| INSTRUCTIONS TO FOLLOW |
Exact repetition is the task: copy every entry below.

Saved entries
§
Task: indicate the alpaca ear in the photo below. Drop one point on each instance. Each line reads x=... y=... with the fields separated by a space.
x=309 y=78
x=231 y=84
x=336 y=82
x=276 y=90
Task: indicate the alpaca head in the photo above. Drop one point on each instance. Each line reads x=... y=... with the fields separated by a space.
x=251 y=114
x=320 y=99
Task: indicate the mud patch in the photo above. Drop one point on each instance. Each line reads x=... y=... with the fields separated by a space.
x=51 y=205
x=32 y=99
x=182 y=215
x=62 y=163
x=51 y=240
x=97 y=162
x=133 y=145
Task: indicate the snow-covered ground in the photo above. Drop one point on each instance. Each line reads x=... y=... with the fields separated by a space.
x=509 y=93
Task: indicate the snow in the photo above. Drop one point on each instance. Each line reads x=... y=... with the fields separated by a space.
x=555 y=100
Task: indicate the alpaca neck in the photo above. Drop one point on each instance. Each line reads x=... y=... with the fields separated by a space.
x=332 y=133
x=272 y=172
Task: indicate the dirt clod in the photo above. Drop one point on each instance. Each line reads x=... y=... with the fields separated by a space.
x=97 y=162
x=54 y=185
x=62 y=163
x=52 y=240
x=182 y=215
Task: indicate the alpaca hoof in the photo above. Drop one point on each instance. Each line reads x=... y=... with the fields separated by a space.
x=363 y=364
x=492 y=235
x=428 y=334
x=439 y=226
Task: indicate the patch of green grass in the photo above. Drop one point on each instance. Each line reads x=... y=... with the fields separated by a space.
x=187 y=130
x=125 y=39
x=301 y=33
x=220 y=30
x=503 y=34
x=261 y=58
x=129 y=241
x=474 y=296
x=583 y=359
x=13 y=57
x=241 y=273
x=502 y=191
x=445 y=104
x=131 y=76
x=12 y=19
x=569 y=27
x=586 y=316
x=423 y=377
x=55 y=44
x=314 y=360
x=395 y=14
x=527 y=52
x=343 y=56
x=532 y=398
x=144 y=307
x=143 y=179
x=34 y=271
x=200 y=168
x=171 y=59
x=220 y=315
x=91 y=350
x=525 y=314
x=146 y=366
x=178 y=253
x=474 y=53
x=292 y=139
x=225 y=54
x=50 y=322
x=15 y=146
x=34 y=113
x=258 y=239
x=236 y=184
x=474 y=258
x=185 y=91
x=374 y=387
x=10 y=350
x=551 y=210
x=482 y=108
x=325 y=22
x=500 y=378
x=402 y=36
§
| YOUR RESPONSE |
Task: indicate the alpaca ear in the photo below. Drop one point on each instance. Each line reads x=... y=... with the fields separated by a space.
x=309 y=78
x=231 y=84
x=336 y=82
x=276 y=90
Task: indicate the alpaca head in the photo above. Drop one point on each instance. Each line reads x=... y=... with the fields separated by a space.
x=251 y=114
x=320 y=99
Task: indicate the mud patch in the photo above. Drop one point on each instance. Each line reads x=... y=... with the fields separated by a space.
x=51 y=205
x=32 y=99
x=182 y=215
x=62 y=163
x=51 y=240
x=97 y=162
x=133 y=145
Task: indicate the snow-covered ground in the photo above. Drop one point on each instance. Each line reads x=... y=... with the fields separated by a space.
x=509 y=93
Task: indicate the snow in the photo above. Drop one point on each instance. Each line reads x=... y=... with the fields separated by a space.
x=555 y=100
Task: indicate the alpaca neck in the photo above. Drop one point on each instance. Each line reads x=... y=... with the fields separated by a space.
x=332 y=133
x=272 y=172
Task: indicate the dirt clod in the photo above. Drop one point on each instance. Each line reads x=... y=... with the fields separated by a space.
x=97 y=162
x=54 y=185
x=62 y=163
x=52 y=240
x=182 y=215
Task: indicate the alpaca hoof in the photo above. Drop one point on each instance. Each line reads x=... y=... with the fields separated by a space.
x=363 y=364
x=492 y=235
x=428 y=334
x=439 y=226
Task: indicate the patch of green grass in the photo above. Drop one point on each instance. Each line reads x=... y=... with the fields separated by a space.
x=187 y=130
x=125 y=39
x=301 y=33
x=220 y=30
x=503 y=34
x=261 y=58
x=129 y=241
x=474 y=296
x=583 y=359
x=13 y=57
x=241 y=273
x=502 y=191
x=445 y=104
x=131 y=76
x=12 y=19
x=569 y=27
x=586 y=316
x=423 y=377
x=55 y=44
x=314 y=360
x=395 y=14
x=527 y=52
x=343 y=56
x=532 y=398
x=144 y=307
x=143 y=179
x=34 y=271
x=200 y=168
x=171 y=59
x=220 y=315
x=91 y=350
x=525 y=314
x=146 y=366
x=178 y=253
x=474 y=53
x=292 y=139
x=225 y=54
x=50 y=322
x=15 y=146
x=34 y=113
x=258 y=239
x=236 y=184
x=474 y=258
x=185 y=91
x=374 y=387
x=10 y=350
x=551 y=210
x=482 y=108
x=325 y=22
x=500 y=378
x=402 y=36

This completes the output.